__Work to complete__
1) In the message about periodic lock files, which file does the writer say doesn't exist on any of the writer's machines?
2) Echo the lines of the records, beginning at the line that has "the yellow flower" and stopping after the line that has "x=389 y=612".

I'm not sure if we're talking about the same thing here.  The file 
/var/run/periodic doesn't exist on any of my machines.  If I can 
just re-iterate my suggestion:

> > 1 3 * * * root lockf /var/run/periodic periodic daily
> > 1 3 * * 6 root lockf /var/run/periodic periodic weekly
> > 1 3 1 * * root lockf /var/run/periodic periodic monthly

Let's focus on that and not try to bring in any pre-existing files 
with magic permissions or new directories.  Are you suggesting that 
it doesn't work ?  (Hint: read lockf.c).

Sorry for sounding irritated - I've had a long day.

> However, for applications that generate their own lock files dynamically,
> it would be nice if they used /var/run/${appname}/lockfile as well as
> /var/run/${appname}/pidfile (or some variation on this theme).  This way
> as we break down use of root privilege, we don't have to break filename
> compatibility and all that.  This suggests that /var/run/periodic/lockfile
> or /var/periodic/lockfile would both be fine.

[Point labeling examples]

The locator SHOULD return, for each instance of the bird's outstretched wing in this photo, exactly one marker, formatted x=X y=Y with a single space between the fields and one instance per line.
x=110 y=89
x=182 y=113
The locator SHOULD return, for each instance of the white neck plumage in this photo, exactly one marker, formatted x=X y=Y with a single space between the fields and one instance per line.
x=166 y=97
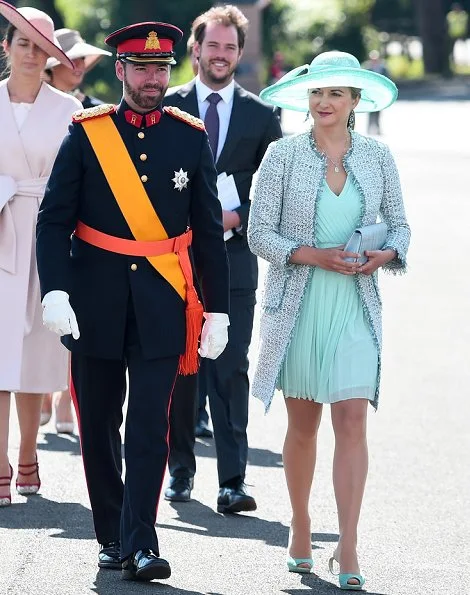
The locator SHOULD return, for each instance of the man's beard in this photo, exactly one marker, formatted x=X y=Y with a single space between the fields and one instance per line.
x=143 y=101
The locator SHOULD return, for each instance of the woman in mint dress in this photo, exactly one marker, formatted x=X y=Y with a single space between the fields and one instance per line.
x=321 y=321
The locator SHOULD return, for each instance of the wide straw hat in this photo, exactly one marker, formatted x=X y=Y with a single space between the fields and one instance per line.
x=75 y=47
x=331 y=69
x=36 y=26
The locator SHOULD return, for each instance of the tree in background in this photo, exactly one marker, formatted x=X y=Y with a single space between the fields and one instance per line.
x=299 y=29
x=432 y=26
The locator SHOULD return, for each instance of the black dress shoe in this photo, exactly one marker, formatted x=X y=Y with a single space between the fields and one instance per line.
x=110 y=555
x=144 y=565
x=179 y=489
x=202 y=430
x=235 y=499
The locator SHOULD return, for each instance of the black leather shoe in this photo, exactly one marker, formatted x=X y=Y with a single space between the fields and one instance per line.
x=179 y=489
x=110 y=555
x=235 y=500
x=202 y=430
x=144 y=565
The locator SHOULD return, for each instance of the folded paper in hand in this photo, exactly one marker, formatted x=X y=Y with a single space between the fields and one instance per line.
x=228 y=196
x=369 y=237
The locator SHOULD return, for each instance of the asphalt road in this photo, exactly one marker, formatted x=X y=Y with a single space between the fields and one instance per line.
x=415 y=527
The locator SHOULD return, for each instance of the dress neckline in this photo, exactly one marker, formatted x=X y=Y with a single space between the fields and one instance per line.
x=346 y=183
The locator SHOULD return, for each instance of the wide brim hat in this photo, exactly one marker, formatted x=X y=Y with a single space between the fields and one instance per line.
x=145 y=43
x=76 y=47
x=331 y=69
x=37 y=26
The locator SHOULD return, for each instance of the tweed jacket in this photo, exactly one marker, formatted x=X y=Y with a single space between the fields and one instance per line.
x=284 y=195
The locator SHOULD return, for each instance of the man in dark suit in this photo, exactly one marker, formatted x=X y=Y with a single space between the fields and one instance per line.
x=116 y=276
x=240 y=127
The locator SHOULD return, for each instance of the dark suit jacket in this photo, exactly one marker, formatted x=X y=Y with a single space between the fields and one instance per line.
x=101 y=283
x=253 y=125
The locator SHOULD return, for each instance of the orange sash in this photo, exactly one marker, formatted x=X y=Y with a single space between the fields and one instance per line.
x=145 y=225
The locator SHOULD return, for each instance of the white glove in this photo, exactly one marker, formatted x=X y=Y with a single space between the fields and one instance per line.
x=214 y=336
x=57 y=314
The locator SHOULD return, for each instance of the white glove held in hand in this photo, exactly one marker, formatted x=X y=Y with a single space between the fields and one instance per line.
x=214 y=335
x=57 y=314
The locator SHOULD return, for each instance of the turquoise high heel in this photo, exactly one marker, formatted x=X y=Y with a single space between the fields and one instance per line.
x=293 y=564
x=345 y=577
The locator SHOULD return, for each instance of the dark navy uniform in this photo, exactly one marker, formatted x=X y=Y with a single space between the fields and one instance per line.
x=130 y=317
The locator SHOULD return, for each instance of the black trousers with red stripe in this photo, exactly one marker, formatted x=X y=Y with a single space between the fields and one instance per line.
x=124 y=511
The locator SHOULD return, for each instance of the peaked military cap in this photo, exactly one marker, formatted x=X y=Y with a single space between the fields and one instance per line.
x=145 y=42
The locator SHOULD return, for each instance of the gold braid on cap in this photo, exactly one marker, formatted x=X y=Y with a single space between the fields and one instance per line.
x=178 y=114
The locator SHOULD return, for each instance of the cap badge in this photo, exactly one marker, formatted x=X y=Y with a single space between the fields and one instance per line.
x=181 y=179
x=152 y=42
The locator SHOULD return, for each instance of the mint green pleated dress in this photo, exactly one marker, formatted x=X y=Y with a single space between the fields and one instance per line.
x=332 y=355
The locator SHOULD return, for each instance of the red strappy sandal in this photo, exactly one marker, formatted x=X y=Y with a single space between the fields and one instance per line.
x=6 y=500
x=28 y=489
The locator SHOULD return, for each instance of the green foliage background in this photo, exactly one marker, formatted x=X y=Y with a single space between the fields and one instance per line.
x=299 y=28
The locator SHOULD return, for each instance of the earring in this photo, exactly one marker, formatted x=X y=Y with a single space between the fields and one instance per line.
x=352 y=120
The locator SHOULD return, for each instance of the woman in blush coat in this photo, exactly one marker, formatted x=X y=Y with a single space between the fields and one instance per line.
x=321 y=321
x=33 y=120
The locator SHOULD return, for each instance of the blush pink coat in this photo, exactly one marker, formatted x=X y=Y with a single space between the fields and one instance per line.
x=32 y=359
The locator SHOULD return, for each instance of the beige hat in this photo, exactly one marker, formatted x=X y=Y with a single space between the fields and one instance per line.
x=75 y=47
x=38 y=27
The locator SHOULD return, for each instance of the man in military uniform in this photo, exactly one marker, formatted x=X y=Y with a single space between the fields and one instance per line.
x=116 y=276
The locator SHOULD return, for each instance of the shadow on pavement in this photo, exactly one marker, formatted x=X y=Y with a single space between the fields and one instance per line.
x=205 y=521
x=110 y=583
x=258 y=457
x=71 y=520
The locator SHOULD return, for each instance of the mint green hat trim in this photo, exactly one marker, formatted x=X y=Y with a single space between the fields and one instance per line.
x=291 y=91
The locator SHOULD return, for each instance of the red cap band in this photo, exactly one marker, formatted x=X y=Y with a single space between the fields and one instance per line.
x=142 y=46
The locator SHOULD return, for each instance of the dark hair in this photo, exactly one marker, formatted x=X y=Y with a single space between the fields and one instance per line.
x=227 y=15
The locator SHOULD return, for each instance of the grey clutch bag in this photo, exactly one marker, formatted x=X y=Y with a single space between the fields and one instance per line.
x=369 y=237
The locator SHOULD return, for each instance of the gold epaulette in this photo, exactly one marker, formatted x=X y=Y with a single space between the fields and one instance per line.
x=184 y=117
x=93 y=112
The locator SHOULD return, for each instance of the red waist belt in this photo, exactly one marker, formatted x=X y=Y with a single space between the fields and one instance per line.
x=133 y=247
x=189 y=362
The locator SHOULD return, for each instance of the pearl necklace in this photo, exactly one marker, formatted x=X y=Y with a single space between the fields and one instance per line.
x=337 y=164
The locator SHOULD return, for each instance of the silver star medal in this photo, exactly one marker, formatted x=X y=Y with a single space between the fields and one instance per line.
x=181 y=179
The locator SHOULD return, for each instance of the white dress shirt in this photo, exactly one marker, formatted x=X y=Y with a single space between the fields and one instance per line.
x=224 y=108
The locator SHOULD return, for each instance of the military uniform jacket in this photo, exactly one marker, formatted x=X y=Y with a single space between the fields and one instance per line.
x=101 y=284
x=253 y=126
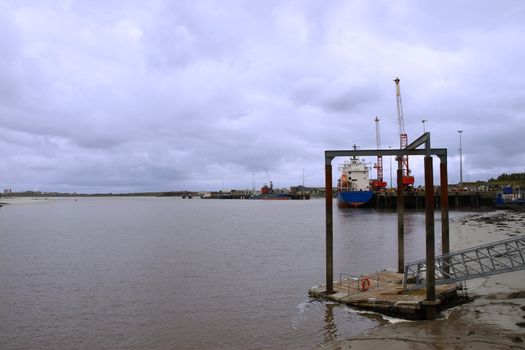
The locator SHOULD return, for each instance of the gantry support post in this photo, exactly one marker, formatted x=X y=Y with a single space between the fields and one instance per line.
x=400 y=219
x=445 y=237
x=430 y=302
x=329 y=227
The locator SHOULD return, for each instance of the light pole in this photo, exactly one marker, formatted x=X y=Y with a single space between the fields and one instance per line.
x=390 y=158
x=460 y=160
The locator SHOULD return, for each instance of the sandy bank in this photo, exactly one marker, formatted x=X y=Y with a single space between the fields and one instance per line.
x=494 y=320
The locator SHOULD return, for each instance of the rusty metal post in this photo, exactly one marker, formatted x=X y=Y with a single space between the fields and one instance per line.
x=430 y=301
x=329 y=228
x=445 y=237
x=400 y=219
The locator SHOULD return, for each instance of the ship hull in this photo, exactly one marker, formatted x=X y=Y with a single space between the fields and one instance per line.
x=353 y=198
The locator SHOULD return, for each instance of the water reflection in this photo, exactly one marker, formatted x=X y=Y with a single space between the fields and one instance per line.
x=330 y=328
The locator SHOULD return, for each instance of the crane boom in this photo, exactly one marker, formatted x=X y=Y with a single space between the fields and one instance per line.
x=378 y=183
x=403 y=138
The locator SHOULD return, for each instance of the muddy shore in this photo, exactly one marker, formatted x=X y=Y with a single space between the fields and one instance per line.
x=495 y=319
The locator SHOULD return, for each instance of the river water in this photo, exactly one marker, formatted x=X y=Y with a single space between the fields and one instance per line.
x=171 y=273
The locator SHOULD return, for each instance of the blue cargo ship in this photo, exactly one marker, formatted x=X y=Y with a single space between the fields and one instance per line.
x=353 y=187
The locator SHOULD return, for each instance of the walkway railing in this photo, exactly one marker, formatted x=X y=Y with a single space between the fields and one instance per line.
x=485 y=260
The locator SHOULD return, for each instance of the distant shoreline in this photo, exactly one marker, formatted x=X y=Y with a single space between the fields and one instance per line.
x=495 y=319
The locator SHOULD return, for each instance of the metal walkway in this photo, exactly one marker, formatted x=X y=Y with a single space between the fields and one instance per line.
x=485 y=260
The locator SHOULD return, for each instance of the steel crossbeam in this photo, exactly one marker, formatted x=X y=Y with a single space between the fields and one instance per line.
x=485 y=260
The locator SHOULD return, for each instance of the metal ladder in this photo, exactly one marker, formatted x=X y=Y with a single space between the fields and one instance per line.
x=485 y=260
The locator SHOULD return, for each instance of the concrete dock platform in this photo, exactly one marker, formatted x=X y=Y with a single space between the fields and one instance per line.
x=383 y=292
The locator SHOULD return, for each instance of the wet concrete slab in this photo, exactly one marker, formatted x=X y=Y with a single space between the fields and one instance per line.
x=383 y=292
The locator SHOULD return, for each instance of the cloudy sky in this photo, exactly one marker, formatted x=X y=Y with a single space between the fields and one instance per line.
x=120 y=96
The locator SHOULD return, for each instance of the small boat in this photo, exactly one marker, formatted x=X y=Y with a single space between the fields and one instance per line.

...

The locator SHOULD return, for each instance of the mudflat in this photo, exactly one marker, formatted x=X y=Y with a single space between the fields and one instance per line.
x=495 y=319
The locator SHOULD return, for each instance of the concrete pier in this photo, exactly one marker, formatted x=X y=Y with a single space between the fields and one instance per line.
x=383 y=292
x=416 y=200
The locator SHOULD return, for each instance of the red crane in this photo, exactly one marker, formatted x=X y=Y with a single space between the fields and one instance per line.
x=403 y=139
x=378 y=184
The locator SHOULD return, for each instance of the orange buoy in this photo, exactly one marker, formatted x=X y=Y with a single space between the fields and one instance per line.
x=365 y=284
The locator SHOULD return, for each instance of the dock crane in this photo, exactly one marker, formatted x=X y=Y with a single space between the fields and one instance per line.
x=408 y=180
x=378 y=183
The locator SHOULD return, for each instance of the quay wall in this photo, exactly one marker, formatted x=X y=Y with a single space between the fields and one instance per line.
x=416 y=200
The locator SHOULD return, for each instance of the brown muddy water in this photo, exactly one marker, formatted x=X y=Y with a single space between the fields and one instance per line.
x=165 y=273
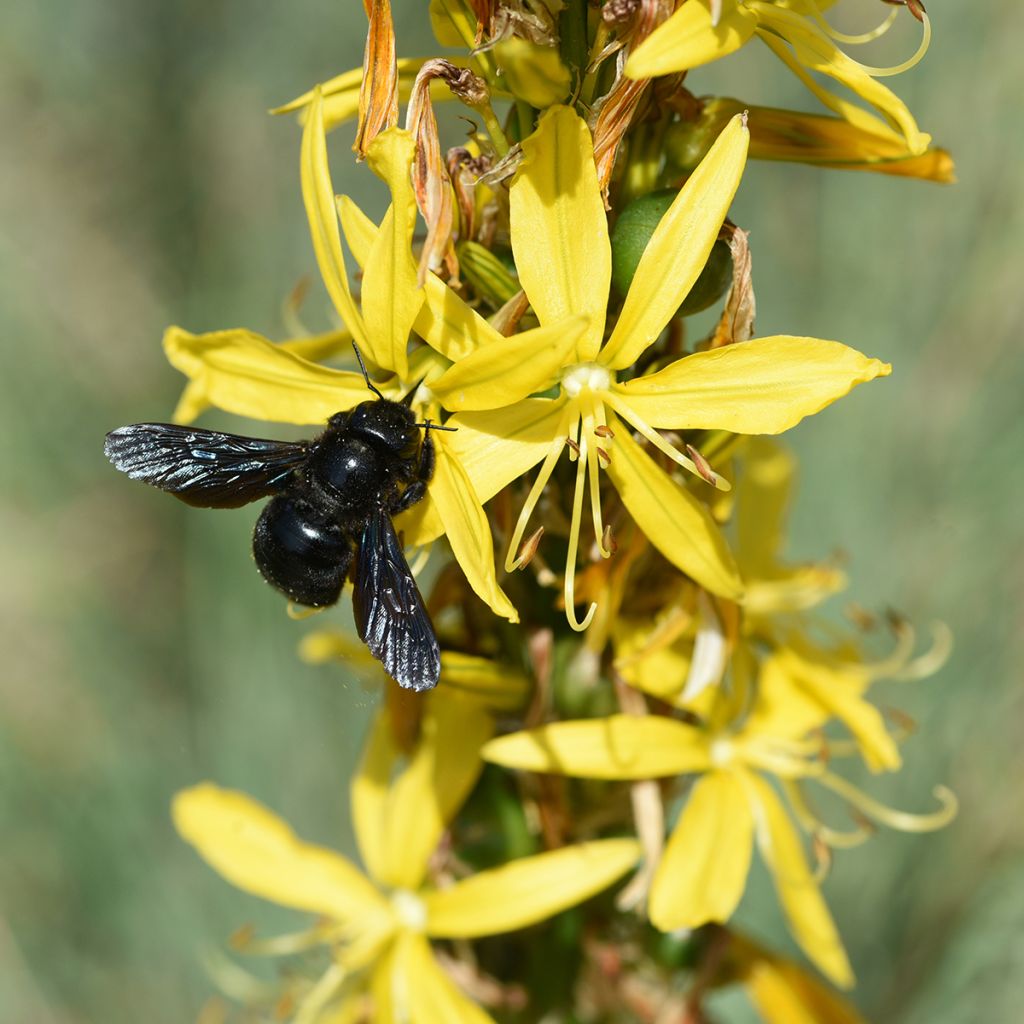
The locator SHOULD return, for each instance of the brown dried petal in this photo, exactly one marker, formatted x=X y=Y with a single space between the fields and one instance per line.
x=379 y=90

* * *

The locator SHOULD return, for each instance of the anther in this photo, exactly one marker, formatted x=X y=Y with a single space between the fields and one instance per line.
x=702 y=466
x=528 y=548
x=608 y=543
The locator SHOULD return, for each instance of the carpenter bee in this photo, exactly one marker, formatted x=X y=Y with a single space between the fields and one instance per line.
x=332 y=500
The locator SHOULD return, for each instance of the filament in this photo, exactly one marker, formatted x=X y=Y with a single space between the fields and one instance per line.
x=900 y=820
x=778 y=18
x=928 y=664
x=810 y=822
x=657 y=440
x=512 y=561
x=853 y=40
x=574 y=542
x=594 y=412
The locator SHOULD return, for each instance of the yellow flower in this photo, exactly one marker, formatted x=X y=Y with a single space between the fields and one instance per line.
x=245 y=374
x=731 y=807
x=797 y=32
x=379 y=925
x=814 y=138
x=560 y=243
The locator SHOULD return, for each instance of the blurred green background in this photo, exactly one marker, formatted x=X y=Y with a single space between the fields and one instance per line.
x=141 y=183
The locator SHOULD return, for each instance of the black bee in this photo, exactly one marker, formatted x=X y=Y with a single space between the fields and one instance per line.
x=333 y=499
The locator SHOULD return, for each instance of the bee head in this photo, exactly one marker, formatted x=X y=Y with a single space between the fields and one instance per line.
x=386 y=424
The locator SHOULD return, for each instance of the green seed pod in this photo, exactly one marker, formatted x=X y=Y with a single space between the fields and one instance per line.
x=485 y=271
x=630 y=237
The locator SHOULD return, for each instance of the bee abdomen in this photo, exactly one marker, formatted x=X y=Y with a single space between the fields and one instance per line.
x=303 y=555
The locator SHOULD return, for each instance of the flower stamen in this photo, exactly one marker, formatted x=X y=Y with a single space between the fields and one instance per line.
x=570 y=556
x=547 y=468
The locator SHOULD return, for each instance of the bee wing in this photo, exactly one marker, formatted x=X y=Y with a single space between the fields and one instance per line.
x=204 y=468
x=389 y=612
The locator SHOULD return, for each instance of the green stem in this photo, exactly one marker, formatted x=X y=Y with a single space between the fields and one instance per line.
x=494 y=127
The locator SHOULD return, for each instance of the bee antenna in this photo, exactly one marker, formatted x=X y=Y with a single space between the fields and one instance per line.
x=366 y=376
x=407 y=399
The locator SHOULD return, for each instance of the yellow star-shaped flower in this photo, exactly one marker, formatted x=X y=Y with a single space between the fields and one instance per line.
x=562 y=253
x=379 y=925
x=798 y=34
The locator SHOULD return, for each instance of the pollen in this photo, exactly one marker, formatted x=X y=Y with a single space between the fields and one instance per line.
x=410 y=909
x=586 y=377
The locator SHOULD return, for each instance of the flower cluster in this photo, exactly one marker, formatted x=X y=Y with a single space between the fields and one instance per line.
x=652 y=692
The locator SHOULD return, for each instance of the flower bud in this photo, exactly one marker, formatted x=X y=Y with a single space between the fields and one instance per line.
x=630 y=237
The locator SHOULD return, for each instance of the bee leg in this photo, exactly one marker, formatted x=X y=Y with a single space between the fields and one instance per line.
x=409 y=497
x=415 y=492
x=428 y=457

__Results for the exercise__
1) /var/run/periodic

2)
The locator SHOULD return, for each instance of the yellow flower in this photo, exactly one marker, formatted x=X y=Y with a single space between the fields and one instance per line.
x=245 y=374
x=731 y=807
x=797 y=32
x=379 y=925
x=814 y=138
x=560 y=243
The locator SHOULD return, for each instance of the blurred green background in this photo, exactly one marker, formatted x=X y=Y with a single space between the fields and one instance per line.
x=141 y=183
The locator SHOULD return, for each instance of the black bee in this photo, exactly one marker, formatted x=X y=Y with a single space between the fields and one instance per line.
x=333 y=499
The locator SHOULD return, for each instance of the bee head in this photo, exactly one marker, formatted x=X y=Y with a single space between the fields and one instance per line.
x=386 y=424
The locator SHOULD return, for each instance of the green seed pod in this photo, exactly one marker, formatted x=X y=Y with a single space between the fields and one instance per line.
x=485 y=271
x=630 y=237
The locator SHOULD return, for each instance of the bee abdomen in this photo, exactly one marker, formatted x=X y=Y with a single space between the fields and one instance per line.
x=303 y=555
The locator SHOULD return, for each instance of the flower stamen in this photo, exactly one marker, formatted x=X y=Y with a single space between the fields and one instance per line.
x=570 y=556
x=547 y=468
The locator SHOULD return, for each instance of the bee wing in this photo, exactly one marker, formatted x=X y=Y with a single space between the fields and one instance per line.
x=204 y=468
x=389 y=612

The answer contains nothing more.